• Excerpt
• • • • • • •

Inductive reactance units: select the correct SI unit for X_L in AC circuit analysis Assume sinusoidal steady-state and standard definitions.

Introduction / Context:
Inductive reactance quantifies an inductor’s opposition to AC. While inductance (L) itself is measured in henrys (H), the reactance (X_L) is the frequency-dependent “resistance-like” term appearing in Ohm’s law for AC magnitudes and phasor analysis. Using correct units avoids dimensional mistakes when calculating current and impedance.

Given Data / Assumptions:

• Definition: X_L = 2 * pi * f * L.
• Frequency f is in hertz (s^-1).
• Inductance L is in henrys (H).

Concept / Approach:
Unit analysis: multiply s^-1 by H to obtain ohms. Specifically, 1 H = 1 V·s/A. Therefore, (s^-1) * (V·s/A) = V/A = ohm. Hence, X_L has units of ohms, analogous to resistance but with a phase component (reactive, not dissipative).

Step-by-Step Solution:
1) Write formula: X_L = 2 * pi * f * L.2) Insert units: f → s^-1; L → V·s/A.3) Multiply: (s^-1) * (V·s/A) = V/A.4) Recognize V/A as the ohm, confirming the unit of X_L.

• • • • • • •

• Available data
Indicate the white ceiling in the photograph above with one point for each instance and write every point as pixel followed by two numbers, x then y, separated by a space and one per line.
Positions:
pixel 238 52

• • • • • • •

• Problems to solve
[1] In the inductive reactance page, what is one henry equal to when expressed in volts, seconds, and amperes?
[2] Write out the stretch of the inductive reactance page from "Inductive reactance units: select" through "in hertz (s^-1).".
[3] Translate this sentence from the inductive reactance page into Spanish: "Using correct units avoids dimensional mistakes when calculating current and impedance."

• Task-by-task solutions
[1] One henry equals 1 V·s/A.

[2]
Inductive reactance units: select the correct SI unit for X_L in AC circuit analysis Assume sinusoidal steady-state and standard definitions.

Introduction / Context:
Inductive reactance quantifies an inductor’s opposition to AC. While inductance (L) itself is measured in henrys (H), the reactance (X_L) is the frequency-dependent “resistance-like” term appearing in Ohm’s law for AC magnitudes and phasor analysis. Using correct units avoids dimensional mistakes when calculating current and impedance.

Given Data / Assumptions:

• Definition: X_L = 2 * pi * f * L.
• Frequency f is in hertz (s^-1).

[3] Usar las unidades correctas evita errores dimensionales al calcular la corriente y la impedancia.